>>>
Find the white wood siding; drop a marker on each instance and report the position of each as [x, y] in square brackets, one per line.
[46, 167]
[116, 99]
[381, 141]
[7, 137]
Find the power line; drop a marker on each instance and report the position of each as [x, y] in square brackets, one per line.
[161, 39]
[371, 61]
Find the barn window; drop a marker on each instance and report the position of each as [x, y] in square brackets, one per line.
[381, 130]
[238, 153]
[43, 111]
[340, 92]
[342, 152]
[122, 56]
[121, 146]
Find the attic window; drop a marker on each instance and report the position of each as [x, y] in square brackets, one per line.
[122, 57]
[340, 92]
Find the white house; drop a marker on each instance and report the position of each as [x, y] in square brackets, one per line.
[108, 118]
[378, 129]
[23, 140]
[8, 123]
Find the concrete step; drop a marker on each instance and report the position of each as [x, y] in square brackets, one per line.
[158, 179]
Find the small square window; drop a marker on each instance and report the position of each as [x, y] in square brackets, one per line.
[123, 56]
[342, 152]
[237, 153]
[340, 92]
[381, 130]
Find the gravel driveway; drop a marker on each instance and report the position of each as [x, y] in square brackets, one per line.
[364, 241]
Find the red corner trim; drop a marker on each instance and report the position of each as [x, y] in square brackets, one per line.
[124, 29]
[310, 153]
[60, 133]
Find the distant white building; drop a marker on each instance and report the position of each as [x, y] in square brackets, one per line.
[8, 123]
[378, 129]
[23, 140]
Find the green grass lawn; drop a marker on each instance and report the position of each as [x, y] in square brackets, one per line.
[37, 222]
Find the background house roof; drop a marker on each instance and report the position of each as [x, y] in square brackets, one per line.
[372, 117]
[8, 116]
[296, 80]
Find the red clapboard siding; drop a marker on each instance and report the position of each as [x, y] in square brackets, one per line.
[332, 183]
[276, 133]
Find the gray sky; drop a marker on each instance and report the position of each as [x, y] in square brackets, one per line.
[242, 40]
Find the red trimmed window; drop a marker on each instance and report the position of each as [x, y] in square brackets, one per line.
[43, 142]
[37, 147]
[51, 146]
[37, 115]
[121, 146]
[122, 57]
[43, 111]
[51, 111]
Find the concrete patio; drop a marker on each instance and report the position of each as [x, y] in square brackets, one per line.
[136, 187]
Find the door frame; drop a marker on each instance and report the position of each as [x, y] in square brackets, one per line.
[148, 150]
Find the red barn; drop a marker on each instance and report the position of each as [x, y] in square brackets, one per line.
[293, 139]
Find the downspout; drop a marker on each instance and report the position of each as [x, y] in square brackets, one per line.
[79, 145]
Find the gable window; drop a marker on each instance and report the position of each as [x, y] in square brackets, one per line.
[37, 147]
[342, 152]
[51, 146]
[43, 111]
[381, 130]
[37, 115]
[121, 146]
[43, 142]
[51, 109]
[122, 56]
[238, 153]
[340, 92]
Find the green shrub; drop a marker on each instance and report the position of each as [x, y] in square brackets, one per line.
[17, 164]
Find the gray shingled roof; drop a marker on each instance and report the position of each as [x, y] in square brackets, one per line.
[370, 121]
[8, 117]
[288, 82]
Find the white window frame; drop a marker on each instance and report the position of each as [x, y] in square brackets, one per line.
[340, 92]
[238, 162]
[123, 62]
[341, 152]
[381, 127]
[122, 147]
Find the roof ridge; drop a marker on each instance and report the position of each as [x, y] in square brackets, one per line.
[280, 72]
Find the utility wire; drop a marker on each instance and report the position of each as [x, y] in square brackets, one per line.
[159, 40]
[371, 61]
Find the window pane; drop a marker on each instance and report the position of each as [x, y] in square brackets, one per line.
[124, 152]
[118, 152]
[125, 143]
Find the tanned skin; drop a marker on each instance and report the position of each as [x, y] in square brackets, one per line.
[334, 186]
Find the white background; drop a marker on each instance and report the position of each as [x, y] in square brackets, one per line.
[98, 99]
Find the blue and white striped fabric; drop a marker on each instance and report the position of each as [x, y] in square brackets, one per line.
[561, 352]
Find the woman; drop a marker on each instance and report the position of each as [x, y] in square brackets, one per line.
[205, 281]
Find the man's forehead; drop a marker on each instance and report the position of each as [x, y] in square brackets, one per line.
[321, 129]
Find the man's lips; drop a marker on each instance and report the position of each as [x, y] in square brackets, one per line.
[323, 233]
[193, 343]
<<<
◆ The task: Write out the listing again from the line containing "Find the tanned" through the end of the listing, keeping the request lines as they are. Multiply every coordinate in the answers by 1.75 and round each result to a whole number, with halves rounded up.

◆ Problem solution:
Find the tanned skin; drop a marker on each instance and report the position of each as [x, y] in square brackets, one per line.
[585, 326]
Find the white background; drop a marker on each instance and report the position of each as [x, y] in square brackets, one per line.
[172, 173]
Find the blue and white striped fabric; drop a marker on each instance and report the position of each as [x, y] in square brackets, one per line.
[982, 616]
Find the woman; drop a marker on each instance and report the position of each as [x, y] in square brackets, one per line.
[359, 492]
Find the man's forehead; drop a marker on each instance and report the position of each as [x, y] in square brackets, one per line.
[562, 226]
Find the man's lips; drop a marker on each instance and report the position of each as [x, y] in square brackets, one per line.
[565, 408]
[338, 600]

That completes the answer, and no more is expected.